Your task. Give the lines below as a Markdown table with the columns "No." and "Line", numbering each row and skipping any blank lines. Leave the pictures out.

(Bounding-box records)
+ + + +
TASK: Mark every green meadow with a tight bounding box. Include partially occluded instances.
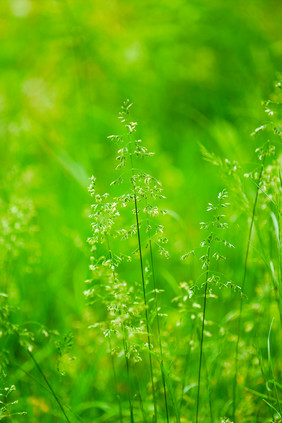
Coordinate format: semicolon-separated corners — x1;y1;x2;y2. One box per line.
0;0;282;423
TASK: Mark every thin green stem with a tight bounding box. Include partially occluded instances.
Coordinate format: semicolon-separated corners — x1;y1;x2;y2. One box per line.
26;349;70;423
106;236;134;423
196;245;211;423
108;336;123;423
149;230;169;423
232;161;265;423
130;154;157;423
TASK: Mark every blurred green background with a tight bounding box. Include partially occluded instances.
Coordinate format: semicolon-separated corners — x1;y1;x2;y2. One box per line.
0;0;282;420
+ + + +
Correct answer.
| No. | Line |
|---|---|
| 1 | TASK: Mark every green meadow with a tight bounding box. Include partially occluded instances. |
| 2 | Coordinate format: semicolon-separated corners — x1;y1;x2;y2. One box per line. |
| 3 | 0;0;282;423 |
| 4 | TASK: Mark every thin green stem with a tight bounding box. Include partially occluded instances. |
| 5 | Coordinate format: semicolon-separated corners — x1;y1;x2;y2. One box per line. |
| 6 | 26;349;70;423 |
| 7 | 106;236;134;423 |
| 8 | 196;245;211;423 |
| 9 | 108;336;123;423 |
| 10 | 149;230;169;423 |
| 11 | 232;161;265;423 |
| 12 | 130;154;157;423 |
| 13 | TASK: Mark every blurred green background with a tight bounding box. Include partially occluded instances. |
| 14 | Coordinate format: semicolon-separated corners — x1;y1;x2;y2. One box per line. |
| 15 | 0;0;282;420 |